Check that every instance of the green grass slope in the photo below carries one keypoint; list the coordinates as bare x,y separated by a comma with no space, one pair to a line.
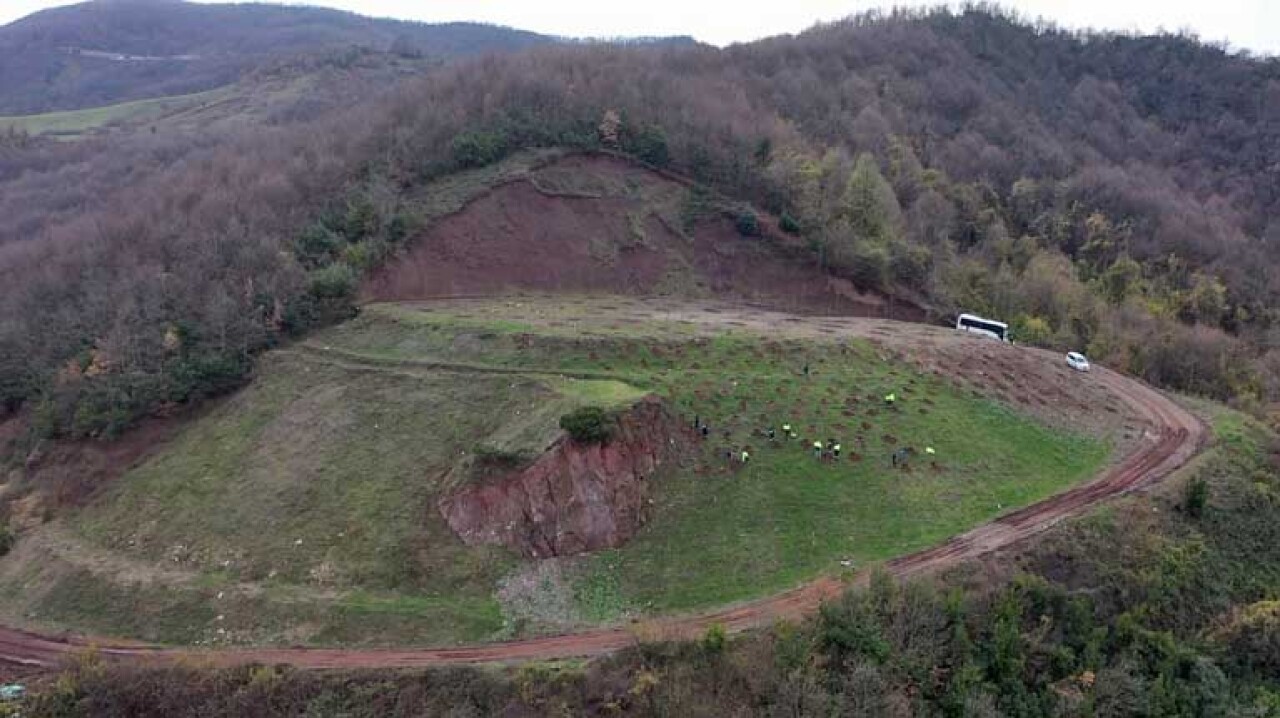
72,124
302,510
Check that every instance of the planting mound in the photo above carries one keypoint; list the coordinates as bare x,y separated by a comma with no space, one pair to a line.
592,223
577,497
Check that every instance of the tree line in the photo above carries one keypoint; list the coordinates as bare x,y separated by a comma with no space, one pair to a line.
1102,192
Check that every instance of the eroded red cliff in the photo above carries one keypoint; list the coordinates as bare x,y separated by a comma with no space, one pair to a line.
576,497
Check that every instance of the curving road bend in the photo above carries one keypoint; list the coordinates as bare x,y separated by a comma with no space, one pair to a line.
1175,438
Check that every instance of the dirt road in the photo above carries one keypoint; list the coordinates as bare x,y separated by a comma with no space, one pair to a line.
1175,438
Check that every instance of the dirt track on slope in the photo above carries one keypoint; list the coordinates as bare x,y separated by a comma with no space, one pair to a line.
1175,438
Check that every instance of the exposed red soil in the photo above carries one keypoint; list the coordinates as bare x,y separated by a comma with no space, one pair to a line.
1175,438
575,498
59,474
519,237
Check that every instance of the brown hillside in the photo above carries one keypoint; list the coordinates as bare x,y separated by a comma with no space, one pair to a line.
594,223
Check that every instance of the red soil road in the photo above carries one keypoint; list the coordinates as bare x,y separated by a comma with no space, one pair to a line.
1176,438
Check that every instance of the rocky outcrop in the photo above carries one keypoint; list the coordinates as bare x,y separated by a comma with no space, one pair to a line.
575,498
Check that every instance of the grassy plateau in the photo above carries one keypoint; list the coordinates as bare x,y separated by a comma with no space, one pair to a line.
302,510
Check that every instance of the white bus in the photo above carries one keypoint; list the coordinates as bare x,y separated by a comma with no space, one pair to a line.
984,327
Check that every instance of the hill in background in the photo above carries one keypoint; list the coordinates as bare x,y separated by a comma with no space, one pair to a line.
112,51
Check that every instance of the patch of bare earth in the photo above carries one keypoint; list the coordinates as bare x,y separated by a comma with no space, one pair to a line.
599,224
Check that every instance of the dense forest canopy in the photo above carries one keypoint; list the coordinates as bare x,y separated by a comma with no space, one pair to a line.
1102,192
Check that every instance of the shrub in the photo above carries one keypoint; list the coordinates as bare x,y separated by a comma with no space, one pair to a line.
316,246
864,264
476,149
789,223
714,639
333,282
1197,498
588,425
649,145
910,264
494,457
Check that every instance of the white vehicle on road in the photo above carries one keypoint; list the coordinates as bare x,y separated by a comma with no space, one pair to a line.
986,327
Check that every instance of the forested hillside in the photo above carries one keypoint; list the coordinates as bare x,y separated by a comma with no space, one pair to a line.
1109,193
114,50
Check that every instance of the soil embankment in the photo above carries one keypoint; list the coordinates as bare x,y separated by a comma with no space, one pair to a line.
576,497
1176,437
599,224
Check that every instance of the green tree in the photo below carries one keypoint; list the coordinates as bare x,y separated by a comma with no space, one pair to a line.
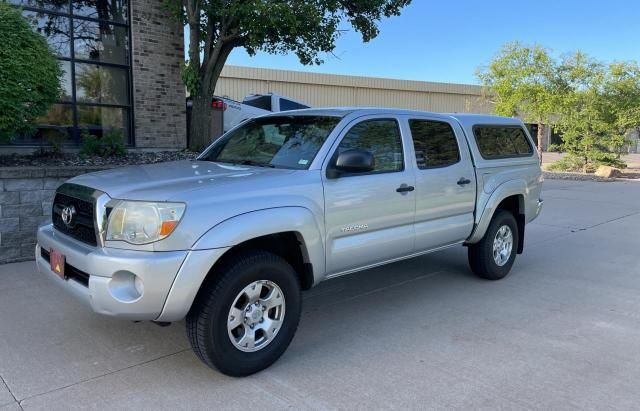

------------------------------------------------

Directions:
Exactly as written, restate the listing above with its pictures omitted.

Response to the exercise:
Check that every instance of the green grass slope in the photo below carries one keypoint; list the coordinates as bare x,y separated by a comma with no space, one pair to a line.
72,124
302,510
Check that every instance of the planting mound in the photo above carries one keypoint; list the coordinates as bare x,y separated by a comma with no space, one pair to a line.
592,223
577,497
Check that every instance of the tree line in the photo above carries one keypoint; list the coordinates as bare x,y separated by a comma with no space, one pair to a line.
1102,192
Check that every instance of the eroded red cliff in the photo above carries one keypoint; list the coordinates as bare x,y separated by a comma with no space, one pair to a line.
576,497
Check that every instance of the curving road bend in the photo above carries one keypoint; list the coordinates as bare x,y separated by a comma with no space, one pair to a line.
1175,438
Check that every instance of the dirt road in the photo above carries one keypoint; list the coordinates as bare x,y separated by a comma with no space, one pair to a line.
1175,438
Check that every instance of the dirt track on slope in the photo above carries one keypoint; list the coordinates as bare x,y separated by a comma with no space, one pair to a line.
1175,438
Check that every instance of the exposed red soil in the photo above carries one keypoint; list the coordinates as bare x,y separated by a comma with no space, one pair to a line.
1175,438
575,498
59,474
519,237
Check that every instance of the brown hillside in the photo above carries one keypoint; list the coordinates as bare x,y separated by a comma with no space, one pair to a line.
594,223
Check that every instance of the red soil road in the photo above carries one keypoint; list the coordinates as bare x,y separated by a comma with no space, one pair to a line.
1176,438
Check that every instance of the rocky outcrop in the photo above carries one keypoint; list the coordinates as bare x,y separated by a comma with no space, one pair to a line.
575,498
Check that every instance of the grassy plateau in the photo above carries one keypoint; list the coordinates as bare x,y separated by a comma with no space, one pair to a line.
302,510
Check that every instance of the white bus in the photo above carries one keypoint; list the coordinates as bare x,y separated by a comma with no space, one pair to a line.
984,327
Check that every instance of the hill in background in the photo above carries one keypoint; list the coordinates as bare x,y separated by a comma with no space, one pair to a line.
112,51
Check that every instance of the patch of bare earth in the photo above carries one keypoint; list the coordinates as bare x,y separated by a comma with no space, one pair to a line.
599,224
Check that every instance of the dense forest canopy in the photo above carries one keypoint; list the coordinates as bare x,y separated by a comma with no space, one pair to a line.
1102,192
Check that every instance of the shrub in the photo above carries one keypoint; list the coordinates as bare x,y separated by a comma with no space, one pair to a line.
316,246
864,264
476,149
789,223
714,639
333,282
1197,498
588,425
649,145
910,264
494,457
Check that every instance of the white vehicle on road in the photo above carries one keypoint; list the coordinates as bare x,y separated by a comma with no space, one pair to a line.
986,327
Check that every instance of the forested hillside in the photo above carries one keypoint; list the coordinates as bare x,y separated by a comma with no space, one pair to a line.
1109,193
114,50
Check that every instance of the soil embankment in the photo above carries one keypoint; list the coordinates as bare x,y separated by a comma with no space, one pair to a line.
576,497
1176,437
599,224
Check that every instance of the green tree in the photo below carries one keypoint; list the coordinates as bare x,y separated by a comma with no space, one pair to a line.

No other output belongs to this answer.